--- Stated task ---
Please format each line of the records below as a JSON list of strings, one string per line, leaving out any blank lines.

═══ Supplied data ═══

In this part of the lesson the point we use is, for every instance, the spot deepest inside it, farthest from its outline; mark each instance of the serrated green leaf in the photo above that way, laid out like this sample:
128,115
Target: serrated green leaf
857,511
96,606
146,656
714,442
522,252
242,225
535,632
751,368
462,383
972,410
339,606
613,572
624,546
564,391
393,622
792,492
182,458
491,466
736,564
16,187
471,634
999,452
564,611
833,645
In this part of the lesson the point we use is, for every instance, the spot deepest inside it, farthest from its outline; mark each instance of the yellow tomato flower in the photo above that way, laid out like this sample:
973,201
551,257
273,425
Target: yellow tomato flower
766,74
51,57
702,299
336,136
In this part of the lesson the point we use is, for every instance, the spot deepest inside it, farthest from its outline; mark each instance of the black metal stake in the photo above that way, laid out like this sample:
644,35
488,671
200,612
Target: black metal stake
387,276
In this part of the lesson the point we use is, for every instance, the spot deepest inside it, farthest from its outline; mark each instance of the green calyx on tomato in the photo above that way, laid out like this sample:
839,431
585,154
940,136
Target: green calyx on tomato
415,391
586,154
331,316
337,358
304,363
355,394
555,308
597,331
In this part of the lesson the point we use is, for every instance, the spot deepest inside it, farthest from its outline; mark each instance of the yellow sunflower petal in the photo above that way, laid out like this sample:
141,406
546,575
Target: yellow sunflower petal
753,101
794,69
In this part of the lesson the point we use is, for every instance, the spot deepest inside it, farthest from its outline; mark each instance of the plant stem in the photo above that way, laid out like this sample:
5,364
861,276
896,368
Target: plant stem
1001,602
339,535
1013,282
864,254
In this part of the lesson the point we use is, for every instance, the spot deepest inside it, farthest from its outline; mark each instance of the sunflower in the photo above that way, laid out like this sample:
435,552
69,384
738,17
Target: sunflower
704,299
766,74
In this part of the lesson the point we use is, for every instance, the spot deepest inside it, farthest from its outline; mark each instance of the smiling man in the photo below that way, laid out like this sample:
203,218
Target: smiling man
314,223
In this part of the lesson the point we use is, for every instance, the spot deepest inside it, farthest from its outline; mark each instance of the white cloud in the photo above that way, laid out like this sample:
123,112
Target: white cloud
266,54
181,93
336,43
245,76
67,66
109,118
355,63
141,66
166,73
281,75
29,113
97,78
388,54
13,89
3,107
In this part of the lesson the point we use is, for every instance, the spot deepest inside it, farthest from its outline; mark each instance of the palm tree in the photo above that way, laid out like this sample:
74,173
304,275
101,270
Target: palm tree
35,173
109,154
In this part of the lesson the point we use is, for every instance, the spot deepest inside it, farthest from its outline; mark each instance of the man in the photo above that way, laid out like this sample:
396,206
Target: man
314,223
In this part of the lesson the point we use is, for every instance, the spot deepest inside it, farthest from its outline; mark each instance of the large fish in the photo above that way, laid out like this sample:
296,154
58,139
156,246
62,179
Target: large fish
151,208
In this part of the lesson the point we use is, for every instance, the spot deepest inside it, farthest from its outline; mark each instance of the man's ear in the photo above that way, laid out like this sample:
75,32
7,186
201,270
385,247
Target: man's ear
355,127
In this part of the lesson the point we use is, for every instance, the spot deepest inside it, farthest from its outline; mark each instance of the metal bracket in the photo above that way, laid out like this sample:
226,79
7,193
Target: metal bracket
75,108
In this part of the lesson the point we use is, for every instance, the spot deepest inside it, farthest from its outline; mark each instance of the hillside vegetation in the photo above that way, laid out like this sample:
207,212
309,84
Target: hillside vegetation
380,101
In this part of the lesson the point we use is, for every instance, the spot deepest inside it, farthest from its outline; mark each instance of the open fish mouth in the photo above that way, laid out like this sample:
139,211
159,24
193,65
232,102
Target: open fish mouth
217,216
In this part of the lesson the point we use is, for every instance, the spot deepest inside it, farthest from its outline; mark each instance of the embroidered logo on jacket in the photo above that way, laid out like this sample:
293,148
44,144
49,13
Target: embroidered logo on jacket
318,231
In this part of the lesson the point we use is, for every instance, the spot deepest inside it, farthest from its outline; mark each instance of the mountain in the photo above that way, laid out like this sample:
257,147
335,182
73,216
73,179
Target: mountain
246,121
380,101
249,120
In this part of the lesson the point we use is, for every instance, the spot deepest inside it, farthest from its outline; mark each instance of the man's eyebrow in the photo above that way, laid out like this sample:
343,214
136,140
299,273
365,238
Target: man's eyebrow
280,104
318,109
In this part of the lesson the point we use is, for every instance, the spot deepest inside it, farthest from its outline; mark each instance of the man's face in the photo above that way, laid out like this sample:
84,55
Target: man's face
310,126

═══

--- Exercise answer ---
[
  "In this part of the lesson the point we use is, for every instance, the spot deepest inside it, farthest from its outline; mark each instance of the serrated green leaf in the photo above that way, laid out like this sample:",
  "128,115",
  "Target: serrated green leaf",
  "857,511",
  "96,606",
  "146,656",
  "714,442",
  "522,252",
  "242,225",
  "535,632",
  "751,368",
  "462,383",
  "972,410",
  "339,606",
  "613,572",
  "624,546",
  "564,391",
  "393,622",
  "792,492",
  "182,458",
  "491,466",
  "736,564",
  "16,187",
  "471,634",
  "999,452",
  "564,611",
  "833,645",
  "In this part of the lesson the point we use is, for every instance, the spot deepest inside it, farthest from its outline; mark each instance of the yellow tomato flower in the photo above that way, laid out like this sample:",
  "973,201",
  "551,257",
  "273,425",
  "Target: yellow tomato flower",
  "766,74",
  "51,57",
  "702,299",
  "336,136",
  "In this part of the lesson the point we use is, for every instance, the spot deepest inside it, farthest from its outline; mark each instance of the black metal stake in the photo above that way, laid out like this sample:",
  "644,35",
  "488,671",
  "200,612",
  "Target: black metal stake",
  "387,276",
  "In this part of the lesson the point we use is, for every instance, the spot deepest inside it, farthest from its outline; mark each instance of the green calyx on tomato in the photo above that way, laid out like this sample:",
  "839,431",
  "585,154",
  "940,136",
  "Target: green calyx on tomato",
  "415,391",
  "586,154",
  "331,316",
  "337,358",
  "304,363",
  "355,394",
  "555,308",
  "597,331",
  "In this part of the lesson the point we use is, for every instance, the spot deepest inside it, farthest from its outline; mark each instance of the yellow sunflower petal in the photo above that way, laid out like this sample:",
  "141,406",
  "546,575",
  "Target: yellow sunflower petal",
  "753,101",
  "794,69",
  "In this part of the lesson the point we use is, for every instance, the spot deepest inside it, farthest from its outline; mark each instance of the plant stem in the photo above that way, laid out like this sample:",
  "5,364",
  "861,276",
  "896,368",
  "Target: plant stem",
  "1001,602",
  "339,535",
  "1013,282",
  "864,254",
  "In this part of the lesson the point we use is, for every instance, the spot deepest inside it, farthest from its outline; mark each instance of the sunflower in the photo above that way, laid out like this sample:",
  "435,552",
  "69,384",
  "738,17",
  "Target: sunflower",
  "704,299",
  "766,74",
  "In this part of the lesson the point we use is, for every instance, the spot deepest inside it, farthest from its outline; mark each instance of the smiling man in the photo below that way, laid out like this sample:",
  "203,218",
  "Target: smiling man",
  "314,223",
  "In this part of the lesson the point we use is, for every instance, the spot deepest inside it, farthest from its outline; mark each instance of the white cloud in the photo above that way, laid out like this sample:",
  "123,112",
  "Target: white cloud",
  "266,54",
  "181,93",
  "336,43",
  "245,76",
  "67,66",
  "109,118",
  "355,63",
  "141,66",
  "166,73",
  "281,75",
  "29,113",
  "97,78",
  "388,54",
  "13,89",
  "3,107",
  "In this part of the lesson the point we use is, for every instance, the spot deepest inside it, farthest from its outline; mark each instance of the palm tree in the photo above that way, laid out like this sample:",
  "74,173",
  "304,275",
  "101,270",
  "Target: palm tree",
  "35,173",
  "109,154",
  "In this part of the lesson the point we use is, for every instance, the spot deepest inside it, farthest from its outline; mark each instance of the man in the photo above that way, laid out like this sample:",
  "396,206",
  "Target: man",
  "314,223",
  "In this part of the lesson the point we use is, for every instance, the spot deepest inside it, farthest from its outline; mark each instance of the large fish in the photo above that way, laid out like this sample:",
  "296,154",
  "58,139",
  "156,246",
  "62,179",
  "Target: large fish",
  "151,208",
  "In this part of the lesson the point we use is, for every instance, the spot deepest inside it, farthest from its outline; mark each instance of the man's ear in the photo above that way, laid out like this sample:",
  "75,32",
  "7,186",
  "201,270",
  "385,247",
  "Target: man's ear",
  "355,127",
  "In this part of the lesson the point we use is, for every instance, the spot deepest inside it, farthest from its outline; mark each instance of the metal bracket in the photo above that way, laid out like this sample:",
  "226,79",
  "7,193",
  "Target: metal bracket",
  "75,108",
  "In this part of the lesson the point we use is, for every instance, the spot deepest inside it, farthest from its outline; mark each instance of the hillside vegetation in the photo above that way, laid out like this sample:",
  "207,212",
  "309,84",
  "Target: hillside vegetation",
  "380,101",
  "In this part of the lesson the point we use is, for every instance, the spot deepest inside it, farthest from its outline; mark each instance of the open fish mouth in the photo above that way, laid out like this sample:",
  "139,211",
  "159,24",
  "193,65",
  "232,102",
  "Target: open fish mouth",
  "217,216",
  "In this part of the lesson the point we use is, for every instance, the spot deepest inside it, farthest from its outline; mark each instance of the embroidered logo on jacket in the photo above that way, laid out like this sample:",
  "293,148",
  "44,144",
  "49,13",
  "Target: embroidered logo on jacket",
  "318,231",
  "In this part of the lesson the point we use is, for every instance, the spot deepest inside it, farthest from its outline; mark each instance of the mountain in the photo above that way, laid out like this sample:",
  "257,147",
  "335,182",
  "73,216",
  "73,179",
  "Target: mountain",
  "246,121",
  "380,101",
  "249,120",
  "In this part of the lesson the point we use is, for every instance, the spot deepest inside it, farthest from its outline; mark each instance of the man's eyebrow in the photo above that way, laid out like this sample:",
  "343,214",
  "136,140",
  "299,273",
  "365,238",
  "Target: man's eyebrow",
  "280,104",
  "318,109",
  "In this part of the lesson the point we use is, for every instance, the spot deepest inside it, farthest from its outline; mark each instance of the man's face in the photo above that way, laid out like this sample:",
  "84,55",
  "Target: man's face",
  "310,126"
]